Wednesday, 18 July 2012

Three Cheers for Cherries..

... as studies show this superfruit may be good medicine.

According to THE ARTHRITIS FOUNDATION generations of people have reported that cherries help keep painful osteo-arthritis (OA) and gout flares in check. Until recently this was considered old wives tales but recently scientists have started to put these stories to the test….and guess what they have started to show really promising results.

Researchers tested different amounts of several varieties of cherries in almost every form, from juice to pills. And though most studies are small and the findings preliminary, evidence of the benefits of cherries is growing and how they can help in managing Gout and Osteo-arthritis relief!

Gout Management
Boston University .Medical Centre researchers carried out a study on 633 participants. They found that eating at least 10 cherries a day protected people who were suffering with gout from recurrent attacks. The findings were published in a supplement to the journal Arthritis & Rheumatism. The study co-author- Hyon, K. Choi "Cherry intake was associated with a 50 percent lower risk of gout flares over a 48-hour period. We extrapolate that cherries will continue to work long-term."

+ + + + +

(PARTS OF THE EXERCISE)
A. Using the blog post on cherries, answer these questions:
(i) Which organization reports that generations of people have said cherries help keep osteo-arthritis and gout flares in check?
(ii) How many participants took part in the Boston University Medical Centre study?
(iii) How many cherries a day protected people with gout from recurrent attacks?
B. Render this sentence from the blog post on cherries in Spanish: "The findings were published in a supplement to the journal Arthritis & Rheumatism."
C. Pick up the blog post on cherries after its last sentence and carry it on.
The items that come next have no connection to the blog post on cherries.

+ + + + +

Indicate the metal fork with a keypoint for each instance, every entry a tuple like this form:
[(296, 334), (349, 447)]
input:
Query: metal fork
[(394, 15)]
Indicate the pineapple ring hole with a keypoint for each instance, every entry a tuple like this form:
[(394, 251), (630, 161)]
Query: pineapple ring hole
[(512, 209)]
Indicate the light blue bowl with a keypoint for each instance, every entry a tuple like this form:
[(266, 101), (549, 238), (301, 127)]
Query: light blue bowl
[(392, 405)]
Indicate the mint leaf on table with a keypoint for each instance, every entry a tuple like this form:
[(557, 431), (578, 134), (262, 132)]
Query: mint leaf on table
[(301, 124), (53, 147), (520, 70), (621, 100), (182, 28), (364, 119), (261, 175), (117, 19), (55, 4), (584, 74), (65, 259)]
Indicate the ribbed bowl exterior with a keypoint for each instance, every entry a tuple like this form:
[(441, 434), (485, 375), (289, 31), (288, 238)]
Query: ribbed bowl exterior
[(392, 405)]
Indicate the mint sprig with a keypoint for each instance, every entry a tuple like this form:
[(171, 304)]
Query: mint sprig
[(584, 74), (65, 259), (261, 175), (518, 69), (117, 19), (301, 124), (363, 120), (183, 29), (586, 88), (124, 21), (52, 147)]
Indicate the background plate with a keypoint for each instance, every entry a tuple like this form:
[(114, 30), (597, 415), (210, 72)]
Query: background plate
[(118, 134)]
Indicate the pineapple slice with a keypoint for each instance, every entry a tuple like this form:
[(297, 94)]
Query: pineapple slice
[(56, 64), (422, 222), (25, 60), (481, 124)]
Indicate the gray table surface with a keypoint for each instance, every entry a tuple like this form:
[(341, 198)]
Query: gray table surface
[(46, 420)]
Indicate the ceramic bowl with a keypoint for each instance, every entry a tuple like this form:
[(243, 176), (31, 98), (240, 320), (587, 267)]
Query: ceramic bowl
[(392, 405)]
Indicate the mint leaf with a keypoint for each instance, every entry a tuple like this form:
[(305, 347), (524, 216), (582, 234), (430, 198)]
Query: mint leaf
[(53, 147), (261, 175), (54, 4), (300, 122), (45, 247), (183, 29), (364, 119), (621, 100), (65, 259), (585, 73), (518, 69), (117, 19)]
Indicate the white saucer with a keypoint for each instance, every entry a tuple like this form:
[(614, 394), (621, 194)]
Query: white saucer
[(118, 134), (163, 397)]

+ + + + +

(RESPONSES PER TASK)
A.
(i) The Arthritis Foundation
(ii) 633
(iii) At least 10

B. Los hallazgos se publicaron en un suplemento de la revista Arthritis & Rheumatism.

C.
He attributes the positive results to anthocyanins - plant pigments that are believed to have powerful anti-oxidant and anti-inflammatory properties. Anthocyanins are found in. red and purple fruits, including raspberries and blueberries, but cherries, especially tart cherries, may contain higher levels.

Liquid cherry extract - found in health-food specialty stores- appears to provide the same benefits. In a .retrospective study of 24 patients presented at the 010annual meeting of the European League Against Rheumatism, researchers at Robert Wood Johnson Medical School in New Brunswick, N.J., saw a 50 percent reduction in flares when gout patients took one tablespoon of tart cherry extract -the equivalent of 45 to 60 cherries – twice a day for four months.

This is definitely a topic worth further investigation, "Dr.Choi says "If cherries prove effective in large trials, they could provide a safe, non-pharmacological option for preventing recurrent gout attacks."